*PROVIDED TEXT*
What is a Michelin Star?
For each year since 1936, Michelin has updated its guidebooks to award or deduct up to 3 stars for each restaurant it inspects. The inspection process is shrouded in secrecy to avoid conflicts of interest and stars are scarcely awarded. The stars have since become one of the most recognized and respected awards a restaurant can achieve, with thousands of chefs from all corners of the globe devoting their lives to the pursuit of just a single star.
In fact, Michelin-starred cooks take the stars so seriously that renowned chefs, such as Gordon Ramsay, have wept over the loss of one or more stars, with some even taking their own lives.
And it’s no wonder. A single star can have customers flocking to that designated restaurant, bringing about both immense amounts of fame and profit. The late and great Joël Robuchon, who himself had an absolutely astounding record of 32 Michelin stars, once said that “with one Michelin star, you get about 20 percent more business. Two stars, you do about 40 percent more business, and with three stars, you’ll do about 100 percent more business.”
Customers and investors alike are therefore very keen to predict which restaurants eventually earn a Michelin star before the competition gets fierce.
But how rare are they exactly? Shouldn’t they be easy to pick out?
Not exactly. Out of almost 1600 popular restaurants in New York City, 47 have one Michelin star, 11 have two, and only 5 have three, making the prediction of a restaurant having even one star a technical challenge.
So then how are Michelin-starred restaurants selected then? Is there a noticeable pattern between each of them?
I began by scraping TripAdvisor for New York City-based restaurants and performed some exploratory data analysis, hoping for a clue as to what variables could contribute to the obtaining of a Michelin star.

*GIVEN ENTRIES*
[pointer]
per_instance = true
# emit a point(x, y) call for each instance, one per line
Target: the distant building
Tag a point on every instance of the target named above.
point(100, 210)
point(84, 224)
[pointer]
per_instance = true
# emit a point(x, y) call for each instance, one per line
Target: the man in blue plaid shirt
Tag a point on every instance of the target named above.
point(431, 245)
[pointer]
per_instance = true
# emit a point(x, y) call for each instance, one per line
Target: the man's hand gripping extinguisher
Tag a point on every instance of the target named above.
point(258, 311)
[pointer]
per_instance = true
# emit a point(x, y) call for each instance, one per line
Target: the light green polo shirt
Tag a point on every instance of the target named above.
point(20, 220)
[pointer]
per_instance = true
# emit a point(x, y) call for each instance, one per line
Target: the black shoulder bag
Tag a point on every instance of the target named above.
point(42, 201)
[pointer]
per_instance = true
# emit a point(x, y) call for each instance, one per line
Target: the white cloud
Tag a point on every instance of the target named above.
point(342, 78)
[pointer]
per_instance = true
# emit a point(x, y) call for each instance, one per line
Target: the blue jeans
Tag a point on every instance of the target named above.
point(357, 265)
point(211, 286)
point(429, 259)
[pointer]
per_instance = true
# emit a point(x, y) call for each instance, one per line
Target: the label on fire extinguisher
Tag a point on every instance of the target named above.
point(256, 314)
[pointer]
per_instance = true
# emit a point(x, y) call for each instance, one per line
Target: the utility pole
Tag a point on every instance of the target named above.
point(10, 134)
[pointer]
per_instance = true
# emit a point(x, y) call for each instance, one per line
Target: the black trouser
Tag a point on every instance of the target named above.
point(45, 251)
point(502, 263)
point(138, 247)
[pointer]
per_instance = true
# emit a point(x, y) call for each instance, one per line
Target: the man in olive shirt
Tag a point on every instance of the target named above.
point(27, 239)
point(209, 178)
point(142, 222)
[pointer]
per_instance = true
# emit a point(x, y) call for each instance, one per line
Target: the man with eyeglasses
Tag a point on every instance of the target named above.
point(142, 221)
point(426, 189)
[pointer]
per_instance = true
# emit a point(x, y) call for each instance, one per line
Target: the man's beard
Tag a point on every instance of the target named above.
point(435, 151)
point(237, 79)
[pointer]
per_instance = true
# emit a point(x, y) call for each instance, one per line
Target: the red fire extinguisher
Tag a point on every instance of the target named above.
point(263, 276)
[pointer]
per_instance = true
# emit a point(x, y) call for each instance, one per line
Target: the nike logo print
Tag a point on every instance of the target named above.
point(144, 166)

*WRITTEN REQUEST A*
Repeat the listing from its first line up to and including the line that contains "point(258, 311)".
*WRITTEN REQUEST B*
Pick up the article on Michelin stars after its last sentence and continue it.

*EXPECTED OUTPUT A*
[pointer]
per_instance = true
# emit a point(x, y) call for each instance, one per line
Target: the distant building
Tag a point on every instance of the target named above.
point(100, 210)
point(84, 224)
[pointer]
per_instance = true
# emit a point(x, y) call for each instance, one per line
Target: the man in blue plaid shirt
Tag a point on every instance of the target named above.
point(431, 245)
[pointer]
per_instance = true
# emit a point(x, y) call for each instance, one per line
Target: the man's hand gripping extinguisher
Tag a point on every instance of the target named above.
point(258, 311)

*EXPECTED OUTPUT B*
None of the variables above are strongly correlated with the Michelin.Star
and/or the Have.Star
variable, which indicates whether a restaurant has 0, 1, 2, or 3 Michelin stars and at least 1 Michelin star respectively. This should come as no surprise since the awarding of a star is so rare.
What’s more, plotting the Overall.Rating
against the number of Michelin stars on a boxplot shows no significant pattern that suggests a relationship between the two variables. Furthermore, the population size for restaurants with 2 or more Michelin stars makes a conclusive statement infeasible.
For restaurants with at least one Michelin star, the median overall TripAdvisor rating appears to be the same for both boxplots. There’s nothing particularly outlandish about any of the observations. Also, note that the boxplot with restaurants having at least one Michelin star has a wider spread since the population size is sparse.
Sentiment analysis shows that there’s a positive trend between Michelin-starred restaurants and positive sentiment, with the average 0-star restaurant receiving lukewarm reviews and the average 1-star restaurant receiving those that are generally favorable.
However, the correlation matrix displayed earlier shows that there’s no strong correlation between sentiment and Michelin stars, so the above barplot, while interesting, is likely just wishful thinking. The word clouds below demonstrate the relative similarity of TripAdvisor wording between the average restaurant in New York City and restaurants with Michelin stars.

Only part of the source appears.